## WHAT YOU HAVE TO DO
State how many lines of the listing below contain the string "circle", treating uppercase and lowercase as distinct, and give only the number.

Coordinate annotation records

▬▬▬▬▬▬

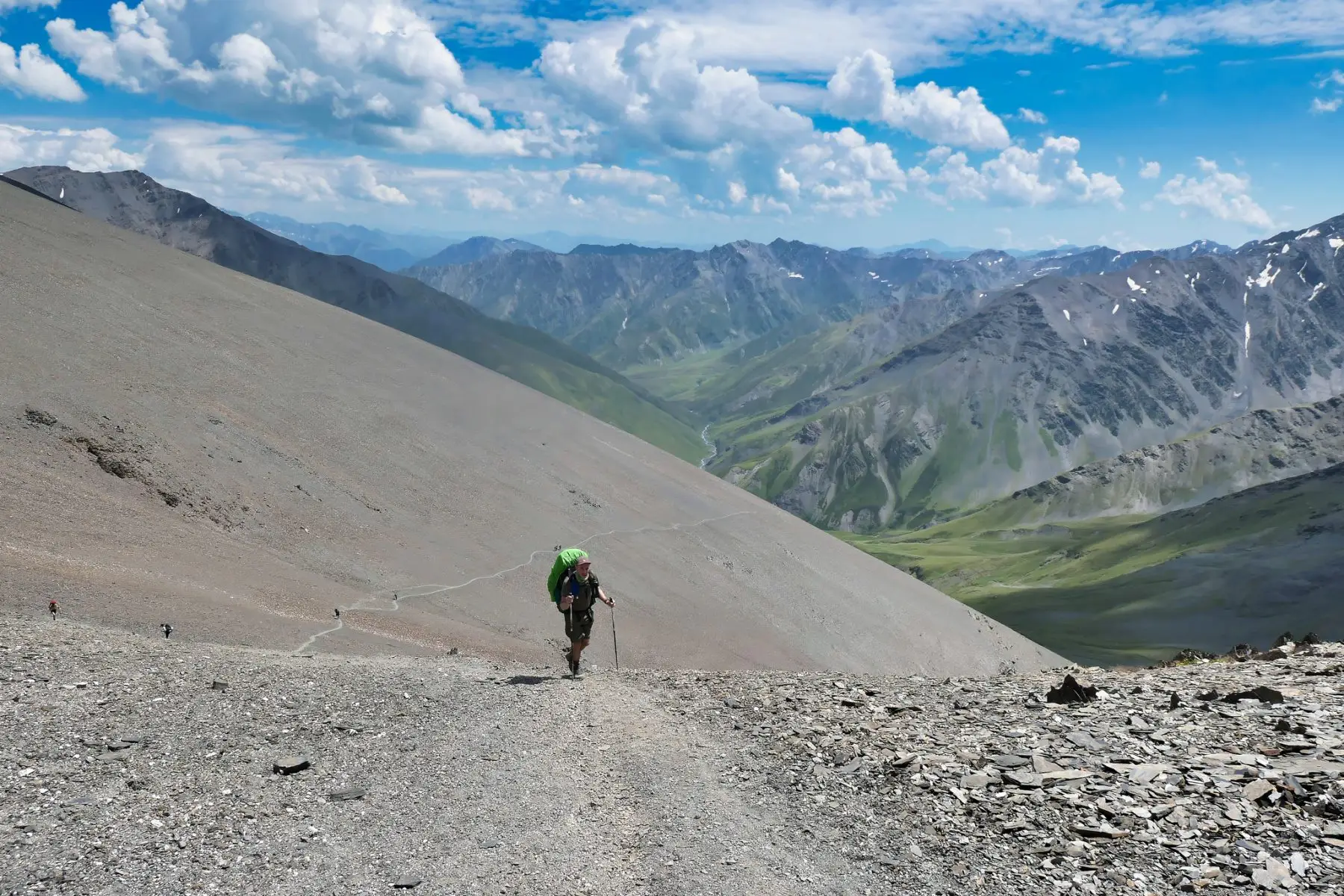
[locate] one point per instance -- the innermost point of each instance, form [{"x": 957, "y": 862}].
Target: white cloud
[
  {"x": 727, "y": 147},
  {"x": 33, "y": 74},
  {"x": 373, "y": 72},
  {"x": 1048, "y": 176},
  {"x": 1219, "y": 193},
  {"x": 1323, "y": 107},
  {"x": 488, "y": 199},
  {"x": 863, "y": 89},
  {"x": 92, "y": 149},
  {"x": 651, "y": 87},
  {"x": 808, "y": 37}
]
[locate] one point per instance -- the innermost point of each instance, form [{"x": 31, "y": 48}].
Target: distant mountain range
[
  {"x": 994, "y": 393},
  {"x": 1051, "y": 435},
  {"x": 134, "y": 202},
  {"x": 632, "y": 305},
  {"x": 390, "y": 252}
]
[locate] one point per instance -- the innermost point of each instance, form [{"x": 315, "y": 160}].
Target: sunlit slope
[
  {"x": 134, "y": 202},
  {"x": 181, "y": 442}
]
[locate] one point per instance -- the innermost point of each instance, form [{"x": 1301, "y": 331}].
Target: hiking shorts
[{"x": 578, "y": 626}]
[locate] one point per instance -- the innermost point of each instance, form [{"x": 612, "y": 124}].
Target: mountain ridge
[
  {"x": 181, "y": 442},
  {"x": 134, "y": 202},
  {"x": 1192, "y": 349}
]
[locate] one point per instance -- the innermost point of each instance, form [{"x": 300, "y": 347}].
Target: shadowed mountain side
[
  {"x": 1048, "y": 376},
  {"x": 1263, "y": 447},
  {"x": 134, "y": 202},
  {"x": 181, "y": 442},
  {"x": 1239, "y": 568}
]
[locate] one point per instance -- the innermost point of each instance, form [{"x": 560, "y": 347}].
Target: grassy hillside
[
  {"x": 1242, "y": 567},
  {"x": 181, "y": 220}
]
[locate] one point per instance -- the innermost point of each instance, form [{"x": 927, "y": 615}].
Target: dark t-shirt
[{"x": 584, "y": 591}]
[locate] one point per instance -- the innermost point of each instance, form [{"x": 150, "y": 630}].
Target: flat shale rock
[
  {"x": 289, "y": 765},
  {"x": 149, "y": 782}
]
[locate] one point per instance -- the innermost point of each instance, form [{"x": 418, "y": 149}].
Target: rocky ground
[{"x": 134, "y": 765}]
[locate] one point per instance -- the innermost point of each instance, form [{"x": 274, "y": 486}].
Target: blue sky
[{"x": 987, "y": 122}]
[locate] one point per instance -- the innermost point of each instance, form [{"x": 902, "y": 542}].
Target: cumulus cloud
[
  {"x": 809, "y": 35},
  {"x": 1016, "y": 176},
  {"x": 1219, "y": 193},
  {"x": 90, "y": 149},
  {"x": 652, "y": 89},
  {"x": 373, "y": 72},
  {"x": 226, "y": 163},
  {"x": 30, "y": 73},
  {"x": 1323, "y": 107},
  {"x": 727, "y": 147},
  {"x": 863, "y": 89}
]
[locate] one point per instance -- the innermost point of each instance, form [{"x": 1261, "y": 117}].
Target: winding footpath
[{"x": 371, "y": 602}]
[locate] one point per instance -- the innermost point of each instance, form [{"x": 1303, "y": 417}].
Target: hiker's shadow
[{"x": 529, "y": 680}]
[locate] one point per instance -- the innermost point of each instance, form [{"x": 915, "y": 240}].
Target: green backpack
[{"x": 564, "y": 561}]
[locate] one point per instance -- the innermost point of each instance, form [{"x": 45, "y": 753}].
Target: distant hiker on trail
[{"x": 574, "y": 588}]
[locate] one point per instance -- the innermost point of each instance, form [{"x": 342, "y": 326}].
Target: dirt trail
[
  {"x": 393, "y": 598},
  {"x": 479, "y": 778}
]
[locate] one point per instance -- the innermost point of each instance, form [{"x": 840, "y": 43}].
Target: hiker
[{"x": 577, "y": 590}]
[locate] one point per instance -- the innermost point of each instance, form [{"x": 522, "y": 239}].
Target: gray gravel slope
[{"x": 183, "y": 442}]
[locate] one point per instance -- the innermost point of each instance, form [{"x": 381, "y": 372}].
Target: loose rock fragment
[
  {"x": 1068, "y": 691},
  {"x": 1263, "y": 694}
]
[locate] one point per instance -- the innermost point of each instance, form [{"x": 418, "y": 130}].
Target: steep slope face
[
  {"x": 652, "y": 307},
  {"x": 390, "y": 252},
  {"x": 475, "y": 249},
  {"x": 1263, "y": 447},
  {"x": 1055, "y": 374},
  {"x": 183, "y": 442},
  {"x": 136, "y": 203}
]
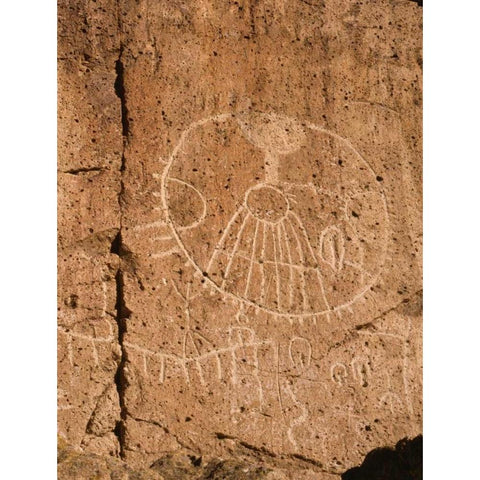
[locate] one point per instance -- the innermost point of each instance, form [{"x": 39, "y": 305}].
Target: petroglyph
[{"x": 293, "y": 246}]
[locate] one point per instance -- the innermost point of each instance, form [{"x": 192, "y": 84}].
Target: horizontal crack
[{"x": 77, "y": 171}]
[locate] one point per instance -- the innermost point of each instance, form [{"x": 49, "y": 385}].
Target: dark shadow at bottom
[{"x": 404, "y": 462}]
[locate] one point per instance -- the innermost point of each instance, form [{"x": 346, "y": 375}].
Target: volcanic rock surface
[{"x": 239, "y": 231}]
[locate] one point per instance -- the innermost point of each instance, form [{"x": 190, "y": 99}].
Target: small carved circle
[{"x": 279, "y": 214}]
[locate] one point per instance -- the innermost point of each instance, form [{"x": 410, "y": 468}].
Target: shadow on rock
[{"x": 404, "y": 462}]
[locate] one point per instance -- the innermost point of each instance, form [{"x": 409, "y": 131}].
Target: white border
[
  {"x": 28, "y": 239},
  {"x": 452, "y": 238}
]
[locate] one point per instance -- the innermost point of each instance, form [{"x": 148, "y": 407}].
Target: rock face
[{"x": 240, "y": 231}]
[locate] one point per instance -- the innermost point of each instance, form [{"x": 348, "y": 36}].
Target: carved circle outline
[{"x": 222, "y": 118}]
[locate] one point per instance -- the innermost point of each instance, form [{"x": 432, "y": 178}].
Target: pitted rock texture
[{"x": 240, "y": 231}]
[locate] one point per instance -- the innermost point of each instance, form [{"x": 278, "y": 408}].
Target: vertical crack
[
  {"x": 119, "y": 87},
  {"x": 122, "y": 316},
  {"x": 117, "y": 248}
]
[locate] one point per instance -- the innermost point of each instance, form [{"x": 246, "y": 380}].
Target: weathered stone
[{"x": 240, "y": 232}]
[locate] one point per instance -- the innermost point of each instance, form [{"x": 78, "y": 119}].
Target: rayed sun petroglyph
[{"x": 301, "y": 237}]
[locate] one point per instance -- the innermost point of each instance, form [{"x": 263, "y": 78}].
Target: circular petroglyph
[{"x": 279, "y": 214}]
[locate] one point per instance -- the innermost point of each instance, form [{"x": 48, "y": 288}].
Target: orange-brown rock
[{"x": 240, "y": 230}]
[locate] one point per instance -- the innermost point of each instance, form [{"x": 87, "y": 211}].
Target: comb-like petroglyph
[{"x": 240, "y": 231}]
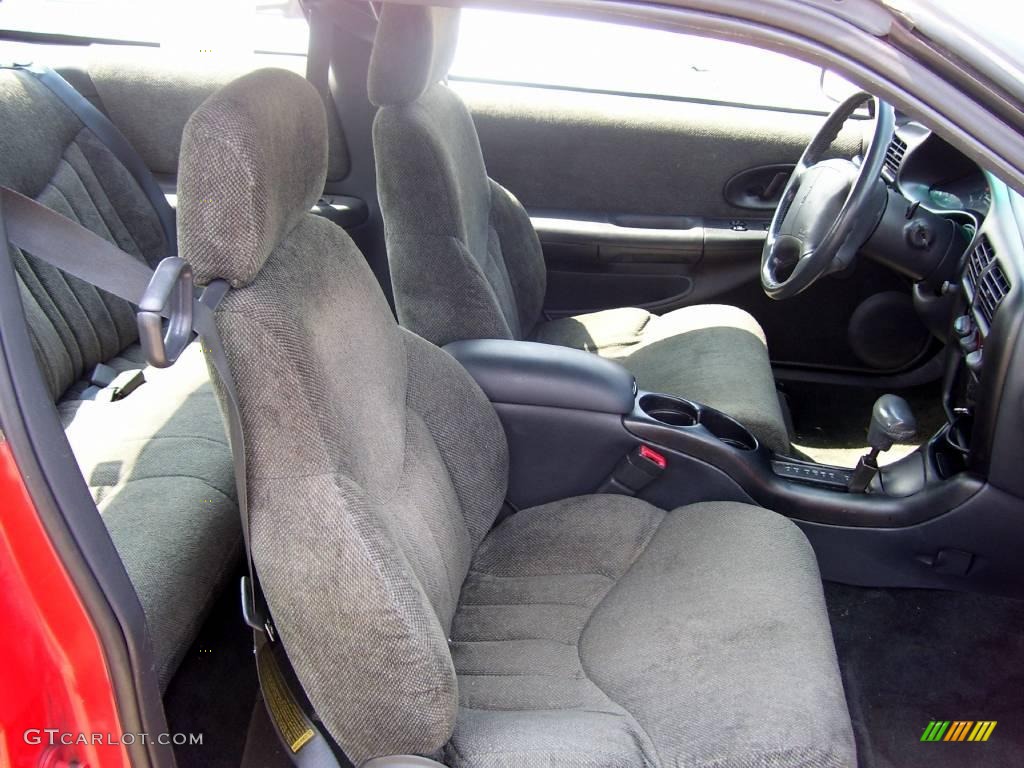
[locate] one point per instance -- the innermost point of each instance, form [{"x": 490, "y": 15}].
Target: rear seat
[{"x": 158, "y": 461}]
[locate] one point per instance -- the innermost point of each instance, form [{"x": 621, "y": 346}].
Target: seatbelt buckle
[
  {"x": 257, "y": 620},
  {"x": 636, "y": 471},
  {"x": 170, "y": 294}
]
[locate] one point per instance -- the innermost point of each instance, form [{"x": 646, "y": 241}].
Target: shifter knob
[{"x": 892, "y": 421}]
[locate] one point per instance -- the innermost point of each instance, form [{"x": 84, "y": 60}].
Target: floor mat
[
  {"x": 214, "y": 689},
  {"x": 830, "y": 422},
  {"x": 909, "y": 656}
]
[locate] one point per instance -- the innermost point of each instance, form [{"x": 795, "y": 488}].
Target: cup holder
[
  {"x": 670, "y": 411},
  {"x": 678, "y": 413},
  {"x": 727, "y": 430}
]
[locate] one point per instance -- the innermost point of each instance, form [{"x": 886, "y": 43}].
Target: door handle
[{"x": 758, "y": 188}]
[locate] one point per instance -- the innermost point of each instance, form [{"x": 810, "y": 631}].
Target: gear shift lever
[{"x": 892, "y": 421}]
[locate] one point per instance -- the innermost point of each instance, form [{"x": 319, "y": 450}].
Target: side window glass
[{"x": 554, "y": 52}]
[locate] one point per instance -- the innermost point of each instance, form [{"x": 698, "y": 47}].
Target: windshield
[{"x": 261, "y": 26}]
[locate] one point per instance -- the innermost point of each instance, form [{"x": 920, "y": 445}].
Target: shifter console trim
[{"x": 813, "y": 474}]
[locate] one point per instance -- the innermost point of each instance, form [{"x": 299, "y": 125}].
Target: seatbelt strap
[
  {"x": 165, "y": 292},
  {"x": 114, "y": 140}
]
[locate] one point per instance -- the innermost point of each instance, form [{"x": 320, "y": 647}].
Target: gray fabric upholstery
[
  {"x": 377, "y": 468},
  {"x": 604, "y": 627},
  {"x": 414, "y": 48},
  {"x": 150, "y": 94},
  {"x": 364, "y": 520},
  {"x": 466, "y": 263},
  {"x": 272, "y": 166},
  {"x": 711, "y": 353},
  {"x": 449, "y": 226},
  {"x": 156, "y": 462},
  {"x": 159, "y": 467}
]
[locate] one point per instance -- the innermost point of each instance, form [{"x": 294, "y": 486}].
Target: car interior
[{"x": 582, "y": 427}]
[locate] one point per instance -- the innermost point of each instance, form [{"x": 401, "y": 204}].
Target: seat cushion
[
  {"x": 600, "y": 631},
  {"x": 711, "y": 353},
  {"x": 159, "y": 466}
]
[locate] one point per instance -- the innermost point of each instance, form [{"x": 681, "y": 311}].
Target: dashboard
[{"x": 984, "y": 379}]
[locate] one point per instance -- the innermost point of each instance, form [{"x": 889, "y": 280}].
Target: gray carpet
[
  {"x": 909, "y": 656},
  {"x": 830, "y": 422}
]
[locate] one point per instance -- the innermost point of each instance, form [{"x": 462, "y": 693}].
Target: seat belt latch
[
  {"x": 636, "y": 471},
  {"x": 256, "y": 619}
]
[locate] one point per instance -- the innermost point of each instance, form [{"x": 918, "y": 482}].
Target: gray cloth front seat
[
  {"x": 595, "y": 631},
  {"x": 466, "y": 263}
]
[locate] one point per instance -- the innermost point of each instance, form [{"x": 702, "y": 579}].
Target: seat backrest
[
  {"x": 375, "y": 464},
  {"x": 48, "y": 155},
  {"x": 464, "y": 258}
]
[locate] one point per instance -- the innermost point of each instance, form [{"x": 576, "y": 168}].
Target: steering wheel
[{"x": 828, "y": 207}]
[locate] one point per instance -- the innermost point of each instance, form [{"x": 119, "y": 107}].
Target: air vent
[
  {"x": 894, "y": 156},
  {"x": 988, "y": 283}
]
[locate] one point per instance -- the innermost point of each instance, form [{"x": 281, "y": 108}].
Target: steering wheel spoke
[{"x": 822, "y": 203}]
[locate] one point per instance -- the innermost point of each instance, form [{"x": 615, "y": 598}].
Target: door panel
[{"x": 663, "y": 204}]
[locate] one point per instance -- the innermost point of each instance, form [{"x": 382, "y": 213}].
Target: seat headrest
[
  {"x": 414, "y": 48},
  {"x": 253, "y": 163}
]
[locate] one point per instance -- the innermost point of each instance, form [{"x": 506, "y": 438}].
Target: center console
[
  {"x": 576, "y": 424},
  {"x": 570, "y": 418}
]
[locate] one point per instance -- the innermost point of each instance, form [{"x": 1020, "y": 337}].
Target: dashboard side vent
[
  {"x": 987, "y": 279},
  {"x": 894, "y": 156}
]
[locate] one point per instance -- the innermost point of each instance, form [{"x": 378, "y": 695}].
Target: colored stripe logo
[{"x": 958, "y": 730}]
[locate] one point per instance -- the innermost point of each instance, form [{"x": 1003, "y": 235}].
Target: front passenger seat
[
  {"x": 591, "y": 632},
  {"x": 466, "y": 263}
]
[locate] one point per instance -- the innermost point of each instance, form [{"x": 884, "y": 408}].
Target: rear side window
[{"x": 540, "y": 50}]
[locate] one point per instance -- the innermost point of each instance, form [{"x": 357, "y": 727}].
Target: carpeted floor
[
  {"x": 830, "y": 422},
  {"x": 215, "y": 688},
  {"x": 909, "y": 656}
]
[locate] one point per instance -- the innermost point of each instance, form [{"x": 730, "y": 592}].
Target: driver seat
[{"x": 466, "y": 262}]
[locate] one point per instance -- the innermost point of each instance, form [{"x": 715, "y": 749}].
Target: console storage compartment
[{"x": 526, "y": 373}]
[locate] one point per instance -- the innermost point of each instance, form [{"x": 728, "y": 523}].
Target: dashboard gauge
[{"x": 944, "y": 200}]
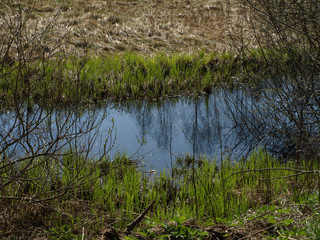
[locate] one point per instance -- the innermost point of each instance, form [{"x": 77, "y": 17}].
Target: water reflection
[
  {"x": 224, "y": 124},
  {"x": 175, "y": 127}
]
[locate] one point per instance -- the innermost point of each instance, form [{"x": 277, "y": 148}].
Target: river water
[
  {"x": 160, "y": 132},
  {"x": 225, "y": 124}
]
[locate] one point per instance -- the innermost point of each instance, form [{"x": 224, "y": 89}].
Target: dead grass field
[{"x": 143, "y": 26}]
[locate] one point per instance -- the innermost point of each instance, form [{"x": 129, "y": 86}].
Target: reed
[
  {"x": 115, "y": 192},
  {"x": 71, "y": 79}
]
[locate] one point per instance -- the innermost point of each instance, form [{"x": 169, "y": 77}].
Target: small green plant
[{"x": 180, "y": 232}]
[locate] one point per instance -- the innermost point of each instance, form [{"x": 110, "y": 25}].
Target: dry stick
[{"x": 135, "y": 222}]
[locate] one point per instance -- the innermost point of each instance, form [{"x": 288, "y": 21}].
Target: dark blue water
[
  {"x": 158, "y": 133},
  {"x": 154, "y": 133}
]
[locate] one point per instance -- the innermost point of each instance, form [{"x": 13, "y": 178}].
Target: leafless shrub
[{"x": 284, "y": 111}]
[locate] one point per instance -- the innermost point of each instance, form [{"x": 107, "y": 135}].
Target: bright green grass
[
  {"x": 126, "y": 76},
  {"x": 95, "y": 195}
]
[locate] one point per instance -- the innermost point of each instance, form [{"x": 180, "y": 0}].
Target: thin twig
[{"x": 135, "y": 222}]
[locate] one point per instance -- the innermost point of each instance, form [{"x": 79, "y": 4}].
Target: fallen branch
[{"x": 135, "y": 222}]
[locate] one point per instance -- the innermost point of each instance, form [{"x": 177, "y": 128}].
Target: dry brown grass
[{"x": 145, "y": 26}]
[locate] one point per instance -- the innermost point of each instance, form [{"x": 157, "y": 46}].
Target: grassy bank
[
  {"x": 121, "y": 77},
  {"x": 199, "y": 199}
]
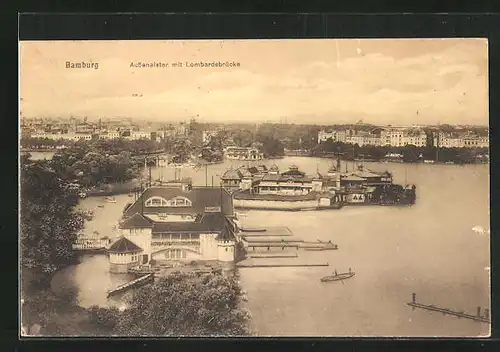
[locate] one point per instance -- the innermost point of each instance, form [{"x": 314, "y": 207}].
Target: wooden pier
[
  {"x": 143, "y": 280},
  {"x": 484, "y": 318},
  {"x": 274, "y": 255}
]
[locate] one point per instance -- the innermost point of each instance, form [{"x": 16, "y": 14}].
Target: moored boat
[
  {"x": 338, "y": 276},
  {"x": 253, "y": 229},
  {"x": 110, "y": 199}
]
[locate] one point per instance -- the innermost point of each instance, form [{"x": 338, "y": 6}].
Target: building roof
[
  {"x": 294, "y": 173},
  {"x": 123, "y": 245},
  {"x": 254, "y": 170},
  {"x": 136, "y": 221},
  {"x": 200, "y": 197},
  {"x": 367, "y": 174},
  {"x": 353, "y": 178}
]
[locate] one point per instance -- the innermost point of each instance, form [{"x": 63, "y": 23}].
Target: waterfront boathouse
[
  {"x": 177, "y": 224},
  {"x": 123, "y": 255}
]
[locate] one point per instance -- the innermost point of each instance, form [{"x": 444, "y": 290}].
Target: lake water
[{"x": 429, "y": 249}]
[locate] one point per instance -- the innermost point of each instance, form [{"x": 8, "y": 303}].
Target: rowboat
[{"x": 338, "y": 277}]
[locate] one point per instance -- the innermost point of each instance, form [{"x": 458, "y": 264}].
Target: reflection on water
[
  {"x": 92, "y": 280},
  {"x": 428, "y": 249}
]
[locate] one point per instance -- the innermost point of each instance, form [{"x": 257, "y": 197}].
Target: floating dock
[
  {"x": 274, "y": 255},
  {"x": 251, "y": 263},
  {"x": 143, "y": 280},
  {"x": 484, "y": 318}
]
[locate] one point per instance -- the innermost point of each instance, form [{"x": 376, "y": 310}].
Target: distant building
[
  {"x": 207, "y": 136},
  {"x": 176, "y": 223},
  {"x": 240, "y": 153},
  {"x": 463, "y": 140}
]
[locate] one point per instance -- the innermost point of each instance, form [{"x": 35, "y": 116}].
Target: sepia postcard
[{"x": 312, "y": 187}]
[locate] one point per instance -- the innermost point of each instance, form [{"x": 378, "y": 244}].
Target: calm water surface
[{"x": 429, "y": 249}]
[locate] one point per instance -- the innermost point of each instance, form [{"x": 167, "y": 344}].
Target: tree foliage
[{"x": 181, "y": 304}]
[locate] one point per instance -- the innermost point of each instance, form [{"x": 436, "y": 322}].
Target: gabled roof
[
  {"x": 209, "y": 222},
  {"x": 123, "y": 245},
  {"x": 136, "y": 221},
  {"x": 232, "y": 175},
  {"x": 352, "y": 178}
]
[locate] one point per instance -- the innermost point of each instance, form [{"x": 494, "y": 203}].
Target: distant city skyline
[{"x": 326, "y": 81}]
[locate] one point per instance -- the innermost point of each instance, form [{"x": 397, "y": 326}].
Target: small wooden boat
[
  {"x": 253, "y": 230},
  {"x": 338, "y": 277}
]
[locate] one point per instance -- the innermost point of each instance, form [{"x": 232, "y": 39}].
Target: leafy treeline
[
  {"x": 107, "y": 146},
  {"x": 97, "y": 162},
  {"x": 179, "y": 304},
  {"x": 409, "y": 153}
]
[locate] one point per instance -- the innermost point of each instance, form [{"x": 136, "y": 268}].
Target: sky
[{"x": 322, "y": 81}]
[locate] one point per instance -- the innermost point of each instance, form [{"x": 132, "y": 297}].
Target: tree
[
  {"x": 49, "y": 224},
  {"x": 181, "y": 304}
]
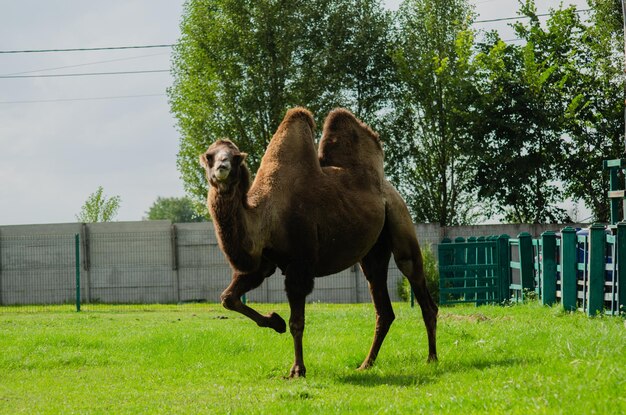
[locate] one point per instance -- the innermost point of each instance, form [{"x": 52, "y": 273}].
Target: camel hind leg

▬▬▬▬▬▬

## FULL SOLUTION
2